--- Begin ---
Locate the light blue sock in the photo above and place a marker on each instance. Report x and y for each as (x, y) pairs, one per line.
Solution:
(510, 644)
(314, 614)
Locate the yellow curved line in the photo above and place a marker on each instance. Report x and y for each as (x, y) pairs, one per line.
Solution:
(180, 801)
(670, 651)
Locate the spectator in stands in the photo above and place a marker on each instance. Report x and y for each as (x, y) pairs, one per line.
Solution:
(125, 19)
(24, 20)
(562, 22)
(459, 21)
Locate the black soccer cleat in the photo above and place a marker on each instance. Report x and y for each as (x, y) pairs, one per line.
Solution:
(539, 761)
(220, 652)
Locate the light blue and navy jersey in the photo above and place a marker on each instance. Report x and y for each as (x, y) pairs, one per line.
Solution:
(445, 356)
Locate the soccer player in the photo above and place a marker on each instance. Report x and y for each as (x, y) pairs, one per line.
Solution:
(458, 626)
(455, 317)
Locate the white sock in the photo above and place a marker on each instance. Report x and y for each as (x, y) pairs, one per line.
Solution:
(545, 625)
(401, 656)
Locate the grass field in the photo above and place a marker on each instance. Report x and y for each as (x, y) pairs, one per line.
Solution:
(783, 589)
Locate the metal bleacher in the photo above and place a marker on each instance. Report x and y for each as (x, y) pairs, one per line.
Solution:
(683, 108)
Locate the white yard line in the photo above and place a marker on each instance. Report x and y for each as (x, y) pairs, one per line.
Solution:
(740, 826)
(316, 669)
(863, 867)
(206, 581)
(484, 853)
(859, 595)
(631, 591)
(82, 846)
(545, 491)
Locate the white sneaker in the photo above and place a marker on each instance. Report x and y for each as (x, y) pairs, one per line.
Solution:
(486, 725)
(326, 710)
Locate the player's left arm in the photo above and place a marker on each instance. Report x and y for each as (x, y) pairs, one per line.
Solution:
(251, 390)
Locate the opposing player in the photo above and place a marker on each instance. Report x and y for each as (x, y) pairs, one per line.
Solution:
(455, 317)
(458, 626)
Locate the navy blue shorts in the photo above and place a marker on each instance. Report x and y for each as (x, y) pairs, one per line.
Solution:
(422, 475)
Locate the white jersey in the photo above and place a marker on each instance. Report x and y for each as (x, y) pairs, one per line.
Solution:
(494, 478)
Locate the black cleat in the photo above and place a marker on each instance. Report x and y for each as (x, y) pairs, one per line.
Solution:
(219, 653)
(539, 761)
--- End ---
* Requirements
Output all of the data again, exactly.

* Finished answer
Locate the light blue sock in the photo above and place a marker on each instance. Report x and y for each as (x, y) pairs, one per line.
Solution:
(510, 644)
(314, 614)
Locate the yellow curved line in the photo above and place a marker on each instance. Report x and y for each as (x, y) pairs, one per line.
Solution:
(180, 801)
(670, 651)
Locate the spectator in stands in the photo above and place a marker on each instance. Report x and y for each as (x, y) pairs, one per line.
Solution:
(125, 19)
(24, 20)
(562, 22)
(459, 21)
Locate the black soccer cleat in the photo above and place a marker on each instance. Report x and y for each as (x, y) pairs, one per line.
Solution:
(539, 761)
(220, 652)
Locate the light blue and navy jersey in the photo above and place a marker on each instance. Report x and y for each as (x, y) pairs, one per line.
Solution:
(445, 356)
Locate the soccer player in the photo above and place a marker on each instance. Report x and y for each as (x, y) pairs, one per line.
Solution:
(458, 626)
(455, 317)
Locate the white sock in the photo above and place a marker on each instance. Report x and y for each as (x, y) pairs, one per line.
Solution:
(545, 625)
(401, 656)
Locate the grass field in the photo above and place a marker on each instance. Report x and y for each as (x, y) pairs, one per line.
Solution:
(783, 589)
Locate the metal bleacher in the photo above and place a marker on each instance. Report x and y for each as (x, y) pairs, one per line.
Solution:
(683, 108)
Locate the white yard line in the photo above and place a marker on each instance. Report x and y for each as (x, y) pairs, one per line.
Solution:
(740, 826)
(316, 669)
(863, 867)
(206, 581)
(484, 853)
(859, 595)
(631, 591)
(82, 846)
(545, 491)
Locate the white sneaker in the photo above and place a marker on each instance. Report x and y for each as (x, y) pairs, one per line.
Solution:
(486, 725)
(326, 710)
Locate the player's left arm in the photo above and place a marker on each instance. Report x and y for each as (x, y) pairs, one per line.
Solution:
(251, 390)
Locate the opposing player in the photo above and place a marker on each instance. Report x and y for each as (x, y) pairs, one per line.
Solution:
(455, 317)
(458, 626)
Locate the navy blue shorts in the photo above and place a marker on each instance. Report x and y for each as (x, y) pairs, one per line.
Solution:
(422, 475)
Locate the white jersey in the photo above and place a marker on each instance. Report x and y for each as (x, y) pairs, one per line.
Solution:
(494, 478)
Locate the black cleat in the photo above and place a marker on each instance. Report x and y for each as (x, y) pairs, one per line.
Solution:
(219, 653)
(539, 761)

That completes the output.